+++ Selected passage +++
Web Picks (week of 30 November 2015)

Every two weeks, we find the most interesting data science links from around the web and collect them in Data Science Briefings, the DataMiningApps newsletter. Subscribe now for free if you want to be the first to get up to speed on interesting resources.


  • Data Science and Statistics: Diferent Worlds? [YouTube]
    In the last few years data science has become an increasingly popular discipline. However within the world of statistics, the ‘big data’ and ‘data scientist’ developments are sometimes labelled as hypes, and ‘data science’ is seen as a rebranding of what should be statistics. One of the often heard criticisms of big data analytics is that there’s a lack of statistical rigour which can lead to the wrong decisions. This talk discusses this topic in depth.
  • Character-based Neural Machine Translation
    This paper introduces a neural machine translation model that views the input and output sentences as sequences of characters rather than words. The authors show that their model can achieve translation results that are on par with conventional word-based models.
+++ Material shown +++
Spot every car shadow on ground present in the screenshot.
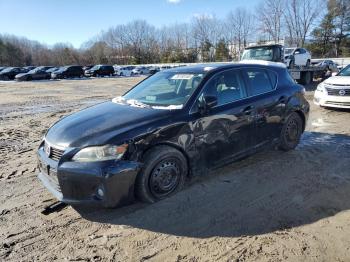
[76,132,350,238]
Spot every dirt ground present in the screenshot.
[0,78,350,261]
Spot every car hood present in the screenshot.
[324,76,350,85]
[52,70,65,74]
[45,102,171,148]
[0,71,12,75]
[16,73,30,78]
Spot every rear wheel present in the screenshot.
[135,146,188,203]
[279,112,303,151]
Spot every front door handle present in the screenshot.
[277,96,287,104]
[242,106,254,115]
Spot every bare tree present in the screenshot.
[256,0,284,43]
[225,8,253,58]
[283,0,324,46]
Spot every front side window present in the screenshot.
[244,68,277,96]
[338,65,350,76]
[203,69,247,106]
[122,72,204,108]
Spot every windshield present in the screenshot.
[1,67,13,73]
[284,48,294,55]
[91,65,100,70]
[338,65,350,76]
[122,72,204,108]
[242,47,273,61]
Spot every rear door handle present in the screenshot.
[242,106,254,115]
[277,96,287,104]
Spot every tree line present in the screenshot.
[0,0,350,66]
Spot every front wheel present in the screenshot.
[135,146,188,203]
[306,60,311,67]
[279,112,303,151]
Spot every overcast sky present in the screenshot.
[0,0,260,47]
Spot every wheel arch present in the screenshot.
[294,109,306,132]
[139,141,192,177]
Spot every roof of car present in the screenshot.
[164,60,286,74]
[245,44,282,49]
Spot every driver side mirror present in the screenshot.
[198,96,218,114]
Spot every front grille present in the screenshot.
[44,141,64,161]
[326,101,350,106]
[50,147,64,161]
[47,169,61,192]
[326,87,350,96]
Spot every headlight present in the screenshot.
[316,82,326,92]
[72,144,128,162]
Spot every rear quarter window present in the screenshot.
[244,68,277,96]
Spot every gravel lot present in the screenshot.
[0,77,350,261]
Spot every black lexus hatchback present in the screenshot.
[38,62,309,207]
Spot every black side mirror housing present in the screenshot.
[198,96,218,114]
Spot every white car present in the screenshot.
[314,59,339,72]
[284,47,311,68]
[314,65,350,108]
[132,66,149,75]
[116,66,135,76]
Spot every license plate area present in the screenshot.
[38,160,58,183]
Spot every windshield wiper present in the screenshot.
[126,99,151,108]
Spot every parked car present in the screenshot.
[314,65,350,108]
[85,65,114,77]
[0,67,27,80]
[15,66,52,81]
[131,66,149,75]
[159,66,171,71]
[284,47,311,68]
[313,59,339,72]
[116,66,135,76]
[83,65,95,72]
[23,66,36,72]
[37,63,309,207]
[46,67,60,75]
[149,66,160,75]
[51,65,84,79]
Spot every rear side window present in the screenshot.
[245,68,277,96]
[204,69,247,106]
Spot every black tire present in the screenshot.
[279,112,303,151]
[306,59,311,67]
[288,59,295,69]
[300,71,313,85]
[135,145,188,203]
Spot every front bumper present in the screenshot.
[314,90,350,108]
[38,147,141,207]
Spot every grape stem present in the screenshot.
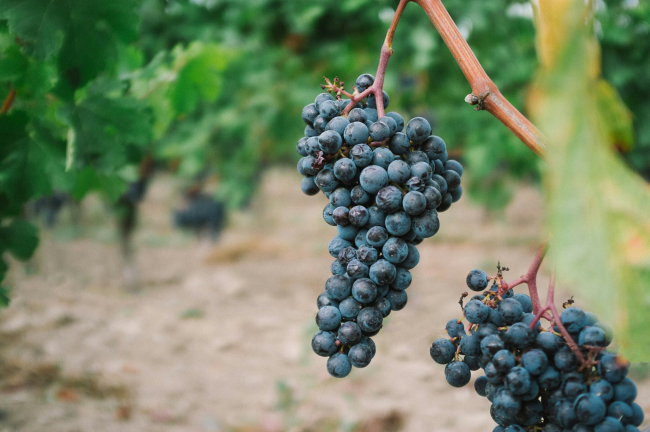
[410,0,546,157]
[0,88,16,114]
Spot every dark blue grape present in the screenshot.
[388,160,411,184]
[445,159,463,176]
[474,376,488,397]
[506,366,531,395]
[364,108,377,123]
[300,176,320,196]
[521,349,548,376]
[382,237,408,264]
[314,115,327,134]
[327,236,352,258]
[386,288,408,311]
[302,104,318,126]
[370,259,397,285]
[408,210,440,238]
[368,121,390,141]
[368,90,390,108]
[401,244,420,270]
[492,390,521,417]
[325,116,350,137]
[506,400,544,426]
[465,300,490,324]
[431,174,448,197]
[388,132,411,155]
[330,188,352,208]
[325,275,352,301]
[589,379,614,402]
[372,147,395,170]
[406,117,431,143]
[349,206,370,227]
[346,259,368,280]
[445,361,472,387]
[429,338,456,364]
[440,167,460,190]
[332,206,356,226]
[304,125,318,138]
[357,307,384,333]
[343,122,370,145]
[311,330,338,357]
[316,292,339,309]
[359,165,388,194]
[535,332,562,355]
[338,321,361,345]
[316,306,341,331]
[512,293,533,313]
[355,74,375,93]
[385,212,410,236]
[339,297,363,321]
[494,350,515,374]
[348,108,368,124]
[578,327,607,347]
[315,168,339,192]
[460,334,481,356]
[318,100,340,120]
[562,376,587,402]
[537,366,560,391]
[390,267,413,291]
[323,203,336,226]
[368,205,386,228]
[560,307,587,333]
[465,269,488,291]
[327,353,352,378]
[411,162,433,181]
[481,334,505,358]
[352,278,377,304]
[596,352,630,384]
[594,417,625,432]
[614,378,637,404]
[348,343,372,368]
[553,346,578,372]
[499,298,524,325]
[374,186,403,213]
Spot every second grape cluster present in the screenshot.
[297,74,463,378]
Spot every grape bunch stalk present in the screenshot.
[430,246,644,432]
[296,74,463,378]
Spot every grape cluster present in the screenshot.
[297,74,463,378]
[430,270,644,432]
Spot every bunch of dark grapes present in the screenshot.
[431,270,644,432]
[297,74,463,378]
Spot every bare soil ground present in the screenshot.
[0,169,650,432]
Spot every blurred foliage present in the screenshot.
[530,0,650,361]
[0,0,650,310]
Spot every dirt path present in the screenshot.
[0,170,650,432]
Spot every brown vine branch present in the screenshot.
[0,88,16,114]
[412,0,546,157]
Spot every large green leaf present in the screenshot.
[0,0,139,88]
[532,0,650,361]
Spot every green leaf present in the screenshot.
[0,219,38,261]
[0,0,139,88]
[168,42,231,115]
[532,0,650,361]
[0,286,9,308]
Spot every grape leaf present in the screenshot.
[167,42,230,115]
[531,0,650,361]
[0,0,139,88]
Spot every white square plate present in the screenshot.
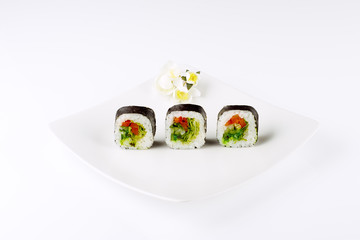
[51,74,318,201]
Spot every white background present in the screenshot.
[0,0,360,240]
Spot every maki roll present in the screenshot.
[216,105,259,147]
[165,104,206,149]
[114,106,156,149]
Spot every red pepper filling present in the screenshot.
[121,120,139,135]
[174,117,188,131]
[225,114,246,128]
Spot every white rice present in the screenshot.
[216,110,257,147]
[114,113,154,149]
[165,111,206,149]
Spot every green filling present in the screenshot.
[222,121,249,144]
[170,118,200,143]
[119,121,146,147]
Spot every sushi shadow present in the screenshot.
[151,140,166,148]
[204,132,275,147]
[256,132,275,145]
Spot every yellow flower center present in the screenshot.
[188,73,198,84]
[175,90,189,101]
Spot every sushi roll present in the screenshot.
[114,106,156,149]
[165,104,206,149]
[216,105,259,147]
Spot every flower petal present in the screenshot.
[189,87,201,97]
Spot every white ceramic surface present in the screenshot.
[51,75,318,201]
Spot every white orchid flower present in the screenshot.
[156,62,201,102]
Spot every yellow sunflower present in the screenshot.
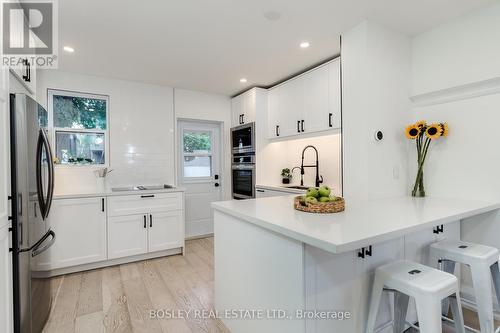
[415,120,427,128]
[425,124,442,140]
[405,124,420,140]
[439,123,450,136]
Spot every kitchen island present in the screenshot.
[213,196,500,333]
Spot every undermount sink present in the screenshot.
[111,184,174,192]
[284,185,309,190]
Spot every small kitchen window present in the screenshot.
[48,89,109,165]
[182,130,212,179]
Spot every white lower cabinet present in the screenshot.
[108,193,184,259]
[108,214,148,259]
[37,197,107,270]
[148,211,184,252]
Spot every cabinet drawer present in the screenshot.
[108,192,183,216]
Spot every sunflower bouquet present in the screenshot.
[405,121,449,197]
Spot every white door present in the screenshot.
[0,65,12,332]
[108,214,149,259]
[37,198,107,270]
[148,210,184,252]
[178,120,222,237]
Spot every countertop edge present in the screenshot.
[54,187,186,200]
[212,197,500,254]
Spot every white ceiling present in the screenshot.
[59,0,495,95]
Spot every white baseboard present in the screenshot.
[186,232,214,241]
[32,247,184,278]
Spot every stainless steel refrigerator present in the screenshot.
[10,94,55,333]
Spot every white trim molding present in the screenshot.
[410,77,500,106]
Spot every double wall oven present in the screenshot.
[231,123,255,199]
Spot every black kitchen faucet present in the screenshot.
[300,145,323,187]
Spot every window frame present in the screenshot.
[47,88,111,168]
[179,128,214,183]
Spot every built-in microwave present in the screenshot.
[231,123,255,154]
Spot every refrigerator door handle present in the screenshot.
[18,230,56,257]
[36,129,47,219]
[36,128,54,220]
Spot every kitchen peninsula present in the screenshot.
[213,196,500,333]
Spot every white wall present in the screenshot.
[410,2,500,308]
[257,133,342,195]
[342,21,411,198]
[37,70,175,194]
[174,89,231,200]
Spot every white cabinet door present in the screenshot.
[0,225,12,333]
[38,197,107,269]
[241,88,257,124]
[108,214,148,259]
[267,87,282,139]
[148,210,184,252]
[300,65,330,133]
[328,59,342,129]
[231,95,243,127]
[279,78,305,136]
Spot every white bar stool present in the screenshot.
[365,260,465,333]
[430,241,500,333]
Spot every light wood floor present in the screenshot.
[44,238,229,333]
[44,238,499,333]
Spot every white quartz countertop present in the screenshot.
[255,184,306,194]
[54,187,185,199]
[212,196,500,253]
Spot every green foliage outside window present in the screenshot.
[53,95,107,129]
[183,132,212,153]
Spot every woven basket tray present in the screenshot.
[294,196,345,214]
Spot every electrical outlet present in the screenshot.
[392,165,399,180]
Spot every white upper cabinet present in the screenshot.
[38,197,107,271]
[268,59,341,138]
[231,88,263,127]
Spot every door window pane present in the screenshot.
[52,95,107,129]
[56,131,105,164]
[184,156,212,177]
[183,131,212,154]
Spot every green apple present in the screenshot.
[306,187,319,198]
[306,197,318,203]
[319,197,330,202]
[318,185,332,197]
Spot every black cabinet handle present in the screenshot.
[358,245,373,259]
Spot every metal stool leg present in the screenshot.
[448,293,465,333]
[394,292,410,333]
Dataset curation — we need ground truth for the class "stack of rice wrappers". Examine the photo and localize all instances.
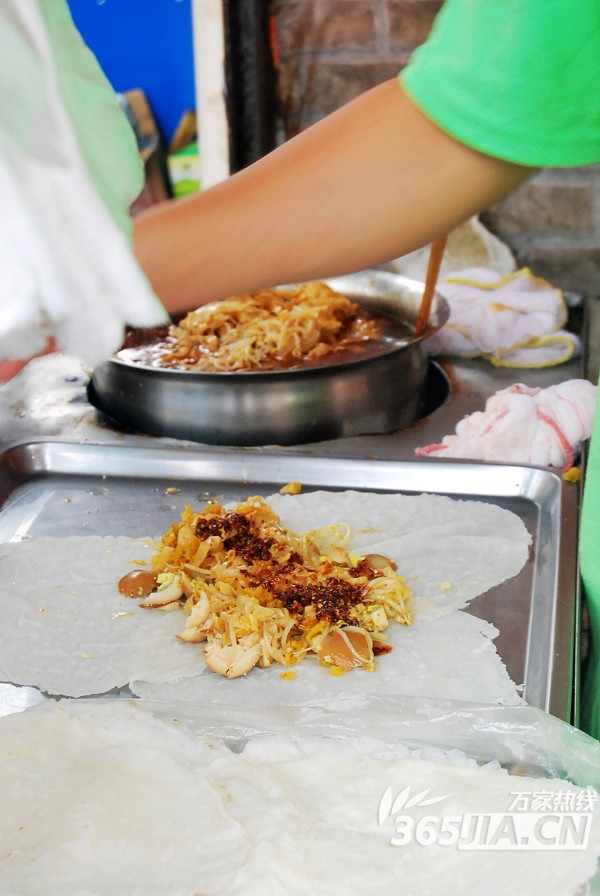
+++
Rewrite the part of the web picks page between "Web Picks (week" and "topic in depth.", inclusive, with "discipline" changed to "field".

Web Picks (week of 30 November 2015)

Every two weeks, we find the most interesting data science links from around the web and collect them in Data Science Briefings, the DataMiningApps newsletter. Subscribe now for free if you want to be the first to get up to speed on interesting resources.


  • Data Science and Statistics: Diferent Worlds? [YouTube]
    In the last few years data science has become an increasingly popular field. However within the world of statistics, the ‘big data’ and ‘data scientist’ developments are sometimes labelled as hypes, and ‘data science’ is seen as a rebranding of what should be statistics. One of the often heard criticisms of big data analytics is that there’s a lack of statistical rigour which can lead to the wrong decisions. This talk discusses this topic in depth.